- [WORK INSTRUCTIONS]: Locate every line in the rows below that holds the word "window", and copy each of those lines.

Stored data

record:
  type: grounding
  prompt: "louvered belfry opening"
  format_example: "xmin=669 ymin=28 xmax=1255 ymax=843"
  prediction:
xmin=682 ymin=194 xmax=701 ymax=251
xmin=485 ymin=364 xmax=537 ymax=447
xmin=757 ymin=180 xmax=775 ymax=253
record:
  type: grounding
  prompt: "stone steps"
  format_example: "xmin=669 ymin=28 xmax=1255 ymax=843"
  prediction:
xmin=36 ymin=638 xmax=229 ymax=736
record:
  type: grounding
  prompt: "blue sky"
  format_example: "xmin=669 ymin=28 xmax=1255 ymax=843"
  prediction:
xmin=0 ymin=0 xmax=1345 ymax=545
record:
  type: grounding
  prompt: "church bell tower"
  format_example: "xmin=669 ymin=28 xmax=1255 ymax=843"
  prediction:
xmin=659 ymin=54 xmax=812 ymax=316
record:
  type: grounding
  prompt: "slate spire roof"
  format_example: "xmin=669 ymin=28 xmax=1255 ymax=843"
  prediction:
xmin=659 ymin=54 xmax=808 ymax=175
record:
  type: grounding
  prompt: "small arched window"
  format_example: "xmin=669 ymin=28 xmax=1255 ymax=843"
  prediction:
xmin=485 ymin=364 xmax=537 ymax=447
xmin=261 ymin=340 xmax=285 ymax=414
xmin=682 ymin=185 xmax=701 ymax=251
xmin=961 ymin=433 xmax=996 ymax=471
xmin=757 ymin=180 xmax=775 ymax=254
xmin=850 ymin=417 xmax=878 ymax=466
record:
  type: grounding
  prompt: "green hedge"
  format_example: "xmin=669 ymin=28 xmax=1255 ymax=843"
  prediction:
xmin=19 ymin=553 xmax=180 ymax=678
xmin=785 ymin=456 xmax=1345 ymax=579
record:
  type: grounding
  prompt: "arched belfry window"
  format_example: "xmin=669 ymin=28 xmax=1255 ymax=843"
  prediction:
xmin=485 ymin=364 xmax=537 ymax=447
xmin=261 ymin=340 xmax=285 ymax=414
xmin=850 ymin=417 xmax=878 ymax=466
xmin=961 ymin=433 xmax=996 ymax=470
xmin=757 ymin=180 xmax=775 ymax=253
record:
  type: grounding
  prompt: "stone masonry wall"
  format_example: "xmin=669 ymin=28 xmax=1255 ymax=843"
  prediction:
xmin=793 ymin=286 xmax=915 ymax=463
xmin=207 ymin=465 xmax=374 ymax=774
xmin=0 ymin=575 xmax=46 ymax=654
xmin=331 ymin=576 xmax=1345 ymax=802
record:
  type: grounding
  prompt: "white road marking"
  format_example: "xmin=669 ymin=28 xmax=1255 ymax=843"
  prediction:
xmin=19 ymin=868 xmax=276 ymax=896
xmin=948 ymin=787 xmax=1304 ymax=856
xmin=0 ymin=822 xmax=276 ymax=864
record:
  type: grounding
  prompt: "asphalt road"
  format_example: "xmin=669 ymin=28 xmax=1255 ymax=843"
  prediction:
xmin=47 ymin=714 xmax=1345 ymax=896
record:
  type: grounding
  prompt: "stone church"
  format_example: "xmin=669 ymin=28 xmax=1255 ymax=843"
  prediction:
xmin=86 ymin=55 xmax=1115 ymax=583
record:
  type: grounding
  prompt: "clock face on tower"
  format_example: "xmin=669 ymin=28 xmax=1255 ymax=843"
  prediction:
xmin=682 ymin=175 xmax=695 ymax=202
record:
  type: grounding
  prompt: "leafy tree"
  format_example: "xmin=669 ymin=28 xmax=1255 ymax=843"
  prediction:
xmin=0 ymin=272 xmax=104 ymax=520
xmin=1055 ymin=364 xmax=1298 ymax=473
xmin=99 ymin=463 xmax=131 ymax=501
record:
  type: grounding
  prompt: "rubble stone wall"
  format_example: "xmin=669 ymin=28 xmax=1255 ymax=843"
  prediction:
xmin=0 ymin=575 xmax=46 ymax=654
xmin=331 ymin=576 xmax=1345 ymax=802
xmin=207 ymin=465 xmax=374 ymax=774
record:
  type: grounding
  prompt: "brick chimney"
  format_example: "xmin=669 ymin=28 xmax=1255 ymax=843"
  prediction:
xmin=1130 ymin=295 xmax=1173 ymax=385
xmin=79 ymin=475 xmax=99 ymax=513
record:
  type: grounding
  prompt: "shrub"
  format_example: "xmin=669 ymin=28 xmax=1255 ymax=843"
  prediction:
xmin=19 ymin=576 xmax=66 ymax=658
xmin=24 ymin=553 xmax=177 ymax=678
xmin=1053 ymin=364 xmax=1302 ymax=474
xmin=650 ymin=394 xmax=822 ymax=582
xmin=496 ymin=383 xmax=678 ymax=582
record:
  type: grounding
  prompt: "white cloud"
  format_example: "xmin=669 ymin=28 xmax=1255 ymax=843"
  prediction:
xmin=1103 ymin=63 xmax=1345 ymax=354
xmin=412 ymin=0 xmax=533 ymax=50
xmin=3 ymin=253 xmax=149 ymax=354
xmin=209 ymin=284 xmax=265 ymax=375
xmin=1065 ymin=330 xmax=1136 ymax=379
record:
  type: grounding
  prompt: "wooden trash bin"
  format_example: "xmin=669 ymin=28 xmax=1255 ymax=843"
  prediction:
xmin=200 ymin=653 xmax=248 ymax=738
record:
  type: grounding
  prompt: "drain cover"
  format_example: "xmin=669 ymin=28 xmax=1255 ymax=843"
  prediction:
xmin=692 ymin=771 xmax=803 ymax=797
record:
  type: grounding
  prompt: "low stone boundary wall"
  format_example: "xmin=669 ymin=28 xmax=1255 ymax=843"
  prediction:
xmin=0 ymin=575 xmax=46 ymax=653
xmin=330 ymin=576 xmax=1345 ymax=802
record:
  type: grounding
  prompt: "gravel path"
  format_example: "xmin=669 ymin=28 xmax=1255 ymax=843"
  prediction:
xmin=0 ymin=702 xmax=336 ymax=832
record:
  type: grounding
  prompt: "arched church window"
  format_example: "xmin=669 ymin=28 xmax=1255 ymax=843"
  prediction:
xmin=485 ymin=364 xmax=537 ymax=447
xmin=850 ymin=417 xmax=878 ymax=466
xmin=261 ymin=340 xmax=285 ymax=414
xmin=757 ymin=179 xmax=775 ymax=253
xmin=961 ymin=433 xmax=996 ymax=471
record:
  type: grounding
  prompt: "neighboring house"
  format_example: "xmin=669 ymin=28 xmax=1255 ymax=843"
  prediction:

- [RESPONSE TO THIS TASK]:
  prompt: "small arched window"
  prompt: "arched belfry window"
  prompt: "arched church window"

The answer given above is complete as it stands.